Problem details: In the data that follows, count the lines in which the word "building" occurs, and report that figure alone.

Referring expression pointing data
-=-=-
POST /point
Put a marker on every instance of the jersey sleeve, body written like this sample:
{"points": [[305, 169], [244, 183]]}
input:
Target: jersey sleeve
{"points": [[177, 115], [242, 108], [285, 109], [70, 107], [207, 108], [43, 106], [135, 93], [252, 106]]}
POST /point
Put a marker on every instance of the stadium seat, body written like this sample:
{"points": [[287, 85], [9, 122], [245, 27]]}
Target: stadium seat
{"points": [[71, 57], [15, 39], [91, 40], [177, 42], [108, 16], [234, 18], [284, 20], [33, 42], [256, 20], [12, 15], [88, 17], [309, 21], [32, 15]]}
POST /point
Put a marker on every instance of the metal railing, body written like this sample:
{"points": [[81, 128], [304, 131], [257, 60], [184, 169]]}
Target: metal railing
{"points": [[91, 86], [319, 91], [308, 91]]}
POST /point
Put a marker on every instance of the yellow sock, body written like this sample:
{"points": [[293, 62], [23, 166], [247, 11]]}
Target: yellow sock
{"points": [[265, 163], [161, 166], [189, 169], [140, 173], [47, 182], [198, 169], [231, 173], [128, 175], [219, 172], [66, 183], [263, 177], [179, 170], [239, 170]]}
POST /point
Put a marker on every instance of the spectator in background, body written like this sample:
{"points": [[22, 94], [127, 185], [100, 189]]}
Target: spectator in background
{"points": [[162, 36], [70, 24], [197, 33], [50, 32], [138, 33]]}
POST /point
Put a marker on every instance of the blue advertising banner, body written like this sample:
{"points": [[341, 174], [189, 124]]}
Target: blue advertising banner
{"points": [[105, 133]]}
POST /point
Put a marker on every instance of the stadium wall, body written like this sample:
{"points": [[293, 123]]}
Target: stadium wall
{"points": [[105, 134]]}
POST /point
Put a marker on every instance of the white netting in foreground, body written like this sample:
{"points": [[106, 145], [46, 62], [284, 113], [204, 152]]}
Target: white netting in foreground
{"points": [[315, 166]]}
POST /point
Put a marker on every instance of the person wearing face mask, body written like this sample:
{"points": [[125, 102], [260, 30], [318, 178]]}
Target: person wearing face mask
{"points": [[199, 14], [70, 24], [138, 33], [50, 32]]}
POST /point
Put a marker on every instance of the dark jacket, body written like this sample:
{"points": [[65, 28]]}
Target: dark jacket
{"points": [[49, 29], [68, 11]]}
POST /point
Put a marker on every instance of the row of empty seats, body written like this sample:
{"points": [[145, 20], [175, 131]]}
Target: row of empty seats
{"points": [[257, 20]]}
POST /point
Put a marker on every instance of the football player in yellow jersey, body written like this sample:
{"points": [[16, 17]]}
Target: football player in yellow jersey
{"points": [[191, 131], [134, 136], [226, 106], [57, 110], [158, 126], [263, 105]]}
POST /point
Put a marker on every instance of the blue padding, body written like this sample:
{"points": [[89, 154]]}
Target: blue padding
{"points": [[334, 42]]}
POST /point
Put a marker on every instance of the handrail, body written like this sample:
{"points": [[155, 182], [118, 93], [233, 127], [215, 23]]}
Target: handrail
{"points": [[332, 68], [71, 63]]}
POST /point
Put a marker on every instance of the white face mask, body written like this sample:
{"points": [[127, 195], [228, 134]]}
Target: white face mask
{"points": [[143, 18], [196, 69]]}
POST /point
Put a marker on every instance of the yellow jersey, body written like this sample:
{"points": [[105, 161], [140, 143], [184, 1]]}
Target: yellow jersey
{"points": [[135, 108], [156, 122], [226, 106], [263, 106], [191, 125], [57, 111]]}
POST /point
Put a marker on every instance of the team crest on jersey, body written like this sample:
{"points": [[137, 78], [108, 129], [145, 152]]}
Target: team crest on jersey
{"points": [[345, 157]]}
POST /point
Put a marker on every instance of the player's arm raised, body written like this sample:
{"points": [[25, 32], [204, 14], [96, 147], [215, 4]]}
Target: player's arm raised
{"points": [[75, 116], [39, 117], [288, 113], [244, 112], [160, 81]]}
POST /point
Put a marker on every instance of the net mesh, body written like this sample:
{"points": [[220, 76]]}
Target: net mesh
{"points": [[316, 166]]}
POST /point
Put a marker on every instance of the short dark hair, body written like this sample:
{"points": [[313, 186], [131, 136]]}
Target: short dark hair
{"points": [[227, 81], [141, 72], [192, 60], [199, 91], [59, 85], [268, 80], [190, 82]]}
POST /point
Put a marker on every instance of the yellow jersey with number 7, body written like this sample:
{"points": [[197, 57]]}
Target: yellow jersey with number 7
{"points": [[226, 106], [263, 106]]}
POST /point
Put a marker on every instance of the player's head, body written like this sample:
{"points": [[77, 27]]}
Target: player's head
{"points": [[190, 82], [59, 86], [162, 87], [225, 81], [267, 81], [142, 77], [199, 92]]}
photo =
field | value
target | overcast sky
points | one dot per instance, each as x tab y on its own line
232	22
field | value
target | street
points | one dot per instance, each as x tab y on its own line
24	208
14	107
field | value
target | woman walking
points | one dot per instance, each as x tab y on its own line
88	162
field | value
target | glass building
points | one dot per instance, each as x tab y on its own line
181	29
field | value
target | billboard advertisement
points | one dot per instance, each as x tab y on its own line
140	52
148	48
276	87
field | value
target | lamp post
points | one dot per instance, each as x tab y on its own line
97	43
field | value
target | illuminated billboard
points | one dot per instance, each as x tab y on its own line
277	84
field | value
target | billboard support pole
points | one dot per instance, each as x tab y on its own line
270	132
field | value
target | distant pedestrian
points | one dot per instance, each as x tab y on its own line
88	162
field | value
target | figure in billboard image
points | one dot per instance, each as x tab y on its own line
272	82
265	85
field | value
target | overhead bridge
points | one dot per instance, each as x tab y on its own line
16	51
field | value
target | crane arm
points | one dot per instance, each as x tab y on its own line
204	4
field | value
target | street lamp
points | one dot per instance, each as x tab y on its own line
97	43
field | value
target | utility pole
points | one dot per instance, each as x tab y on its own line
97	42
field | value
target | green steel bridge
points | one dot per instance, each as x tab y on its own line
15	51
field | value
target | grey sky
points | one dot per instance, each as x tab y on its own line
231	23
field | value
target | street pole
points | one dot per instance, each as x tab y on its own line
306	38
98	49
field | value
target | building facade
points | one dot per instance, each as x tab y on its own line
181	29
-=-=-
Result: 2